EXTRACTED ENTRIES >>
=-=-=
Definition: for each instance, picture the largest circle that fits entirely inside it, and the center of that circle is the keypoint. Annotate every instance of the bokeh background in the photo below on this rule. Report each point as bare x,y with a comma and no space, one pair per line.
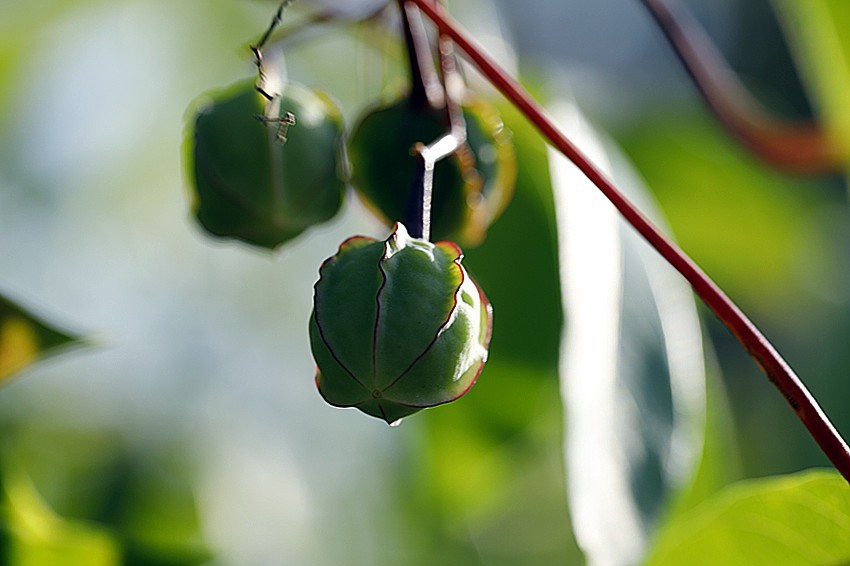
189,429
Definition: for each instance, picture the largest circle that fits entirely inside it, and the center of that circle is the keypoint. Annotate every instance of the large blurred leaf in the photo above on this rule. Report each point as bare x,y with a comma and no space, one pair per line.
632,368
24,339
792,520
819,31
=-=-=
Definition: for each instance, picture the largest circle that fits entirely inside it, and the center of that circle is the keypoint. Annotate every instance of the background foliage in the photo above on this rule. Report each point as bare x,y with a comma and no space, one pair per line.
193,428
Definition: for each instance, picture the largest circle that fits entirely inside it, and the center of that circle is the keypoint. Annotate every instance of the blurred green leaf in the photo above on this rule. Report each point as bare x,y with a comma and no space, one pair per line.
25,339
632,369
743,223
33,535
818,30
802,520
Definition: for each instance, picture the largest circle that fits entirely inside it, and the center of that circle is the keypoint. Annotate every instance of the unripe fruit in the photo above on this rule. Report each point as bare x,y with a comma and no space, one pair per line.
=-=-=
WHAT THE EXERCISE ASKS >>
Proceeding from the line containing "of the background" through the line containing "of the unripe", transcribe the lines above exactly, both end lines included.

EXERCISE RESULT >>
Definition: for each instance, picture the largest circle that fits entirely inside it, and the center of that circle is the keypoint. Annotate every instance of the background foliage in the photo above on this rule. Report each point as bare x,y with a comma and no space, one pair per line.
193,428
Definition: for each instance, picture the largest circle that fits entirely inside it, and the center of that circle is the keypoint. Annotate every instance of the blurred green leaf in the photo above on this rule. Report each point as bare x,y with a comma and no space, one pair per line.
25,339
632,369
743,223
33,535
818,30
802,520
Definition: for each instance, picture the largest circle that fits entirely inside it, and the center of that circle is the keypoint. Annotate every instance of the unripe fruit in the photo above on this rule. Report each point as bare x,y with a comma and no space, one pair per line.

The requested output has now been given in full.